Point annotations for photos
____________

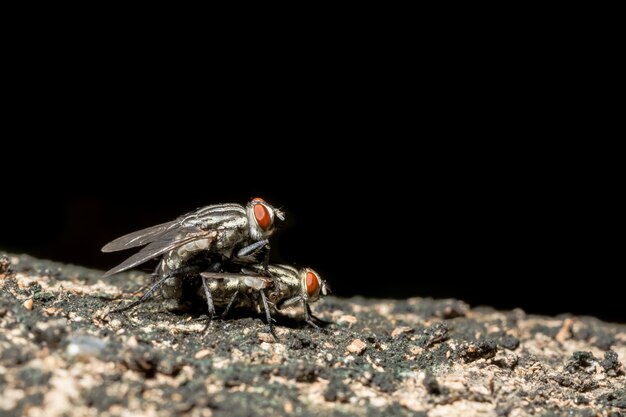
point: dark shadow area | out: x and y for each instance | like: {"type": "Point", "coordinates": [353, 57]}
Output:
{"type": "Point", "coordinates": [502, 240]}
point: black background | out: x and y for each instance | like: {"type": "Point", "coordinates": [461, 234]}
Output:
{"type": "Point", "coordinates": [468, 176]}
{"type": "Point", "coordinates": [393, 221]}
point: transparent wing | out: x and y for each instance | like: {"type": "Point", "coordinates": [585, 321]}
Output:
{"type": "Point", "coordinates": [140, 237]}
{"type": "Point", "coordinates": [168, 241]}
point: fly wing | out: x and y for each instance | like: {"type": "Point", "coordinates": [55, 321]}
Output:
{"type": "Point", "coordinates": [168, 241]}
{"type": "Point", "coordinates": [140, 237]}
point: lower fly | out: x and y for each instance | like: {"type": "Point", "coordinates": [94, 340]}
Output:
{"type": "Point", "coordinates": [287, 287]}
{"type": "Point", "coordinates": [249, 288]}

____________

• _PROMPT_: Could you write out every line of all the records again, requests included, with each coordinate in the answers multiplied by 0.25 and rounded to a whole number, halves rounding up? Keep the requests and their format samples unchanged, and leave the pictures out.

• _OUTPUT_:
point: dark shadow area | out: x and y for each instance | like: {"type": "Point", "coordinates": [353, 57]}
Output:
{"type": "Point", "coordinates": [126, 60]}
point: black background | out: x and y for each instance | like: {"type": "Point", "coordinates": [461, 234]}
Output:
{"type": "Point", "coordinates": [117, 44]}
{"type": "Point", "coordinates": [98, 55]}
point: transparent wing | out: x and y for each instance | like: {"type": "Point", "coordinates": [585, 321]}
Output:
{"type": "Point", "coordinates": [35, 59]}
{"type": "Point", "coordinates": [42, 60]}
point: fly wing | out: x and y for each instance | like: {"type": "Point", "coordinates": [55, 321]}
Output:
{"type": "Point", "coordinates": [42, 60]}
{"type": "Point", "coordinates": [35, 59]}
point: lower fly | out: x and y for each instance | like: {"type": "Point", "coordinates": [94, 340]}
Output:
{"type": "Point", "coordinates": [72, 72]}
{"type": "Point", "coordinates": [62, 72]}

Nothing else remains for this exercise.